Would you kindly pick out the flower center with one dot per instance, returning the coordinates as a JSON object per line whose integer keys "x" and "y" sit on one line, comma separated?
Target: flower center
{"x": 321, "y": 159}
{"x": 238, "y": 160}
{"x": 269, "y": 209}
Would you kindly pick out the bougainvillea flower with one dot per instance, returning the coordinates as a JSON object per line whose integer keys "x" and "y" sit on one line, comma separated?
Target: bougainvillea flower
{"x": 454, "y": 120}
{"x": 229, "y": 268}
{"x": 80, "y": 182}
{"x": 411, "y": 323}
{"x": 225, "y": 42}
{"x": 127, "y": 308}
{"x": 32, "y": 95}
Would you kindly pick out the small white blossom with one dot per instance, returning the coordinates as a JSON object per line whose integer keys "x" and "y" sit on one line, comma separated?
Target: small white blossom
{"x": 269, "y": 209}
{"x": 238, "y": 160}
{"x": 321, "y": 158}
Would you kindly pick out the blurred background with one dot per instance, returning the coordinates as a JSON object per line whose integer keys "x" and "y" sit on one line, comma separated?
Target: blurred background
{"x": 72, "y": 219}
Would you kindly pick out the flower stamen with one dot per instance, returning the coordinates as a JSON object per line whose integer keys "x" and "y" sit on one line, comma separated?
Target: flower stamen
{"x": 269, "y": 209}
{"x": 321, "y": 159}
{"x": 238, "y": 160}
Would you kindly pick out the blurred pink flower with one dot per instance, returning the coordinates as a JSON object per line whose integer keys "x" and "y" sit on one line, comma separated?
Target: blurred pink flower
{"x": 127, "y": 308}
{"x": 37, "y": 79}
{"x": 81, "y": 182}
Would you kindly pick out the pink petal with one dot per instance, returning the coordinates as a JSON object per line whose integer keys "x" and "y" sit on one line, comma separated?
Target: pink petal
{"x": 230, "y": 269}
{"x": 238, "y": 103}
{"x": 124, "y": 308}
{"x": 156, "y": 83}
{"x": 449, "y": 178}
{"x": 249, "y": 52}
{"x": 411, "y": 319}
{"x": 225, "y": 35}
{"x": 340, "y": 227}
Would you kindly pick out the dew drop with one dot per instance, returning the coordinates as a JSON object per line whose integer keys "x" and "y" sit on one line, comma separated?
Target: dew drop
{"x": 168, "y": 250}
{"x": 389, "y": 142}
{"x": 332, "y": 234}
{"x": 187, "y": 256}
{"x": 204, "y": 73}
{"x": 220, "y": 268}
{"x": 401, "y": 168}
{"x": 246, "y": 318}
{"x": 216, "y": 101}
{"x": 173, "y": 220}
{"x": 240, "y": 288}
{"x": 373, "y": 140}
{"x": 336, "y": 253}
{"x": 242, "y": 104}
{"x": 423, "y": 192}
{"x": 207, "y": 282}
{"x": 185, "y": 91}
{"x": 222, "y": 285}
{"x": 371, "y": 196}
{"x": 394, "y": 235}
◆ ◆ ◆ ◆ ◆ ◆ ◆
§ What you have to do
Keep to the lines from the one containing "Would you kindly pick out the blurred pink" to the end of the entries above, and retype them exactly.

§ Response to this exercise
Would you kindly pick out the blurred pink flower with one dot per instance, returning the coordinates as a JSON object per line whose integer keys "x" and "y" sit on one line, comma separated?
Target: blurred pink flower
{"x": 127, "y": 308}
{"x": 37, "y": 79}
{"x": 81, "y": 182}
Would you kindly pick out the pink petal with one dot per instance, returning the coordinates as a JSON object per line whose integer keys "x" and "y" sit on one line, comma separated?
Target: pink petal
{"x": 230, "y": 269}
{"x": 238, "y": 103}
{"x": 124, "y": 308}
{"x": 156, "y": 83}
{"x": 449, "y": 178}
{"x": 249, "y": 52}
{"x": 411, "y": 319}
{"x": 225, "y": 35}
{"x": 340, "y": 227}
Would you kindly pick out the dew drop with one dot per instance, returning the coordinates as a JSON object per line whose integer keys "x" and "y" sit on one line, comma separated?
Target: dew drop
{"x": 168, "y": 250}
{"x": 389, "y": 142}
{"x": 332, "y": 234}
{"x": 187, "y": 256}
{"x": 204, "y": 73}
{"x": 220, "y": 268}
{"x": 401, "y": 168}
{"x": 246, "y": 318}
{"x": 216, "y": 101}
{"x": 173, "y": 220}
{"x": 240, "y": 288}
{"x": 373, "y": 140}
{"x": 336, "y": 253}
{"x": 242, "y": 104}
{"x": 423, "y": 192}
{"x": 207, "y": 282}
{"x": 185, "y": 91}
{"x": 222, "y": 285}
{"x": 371, "y": 196}
{"x": 394, "y": 235}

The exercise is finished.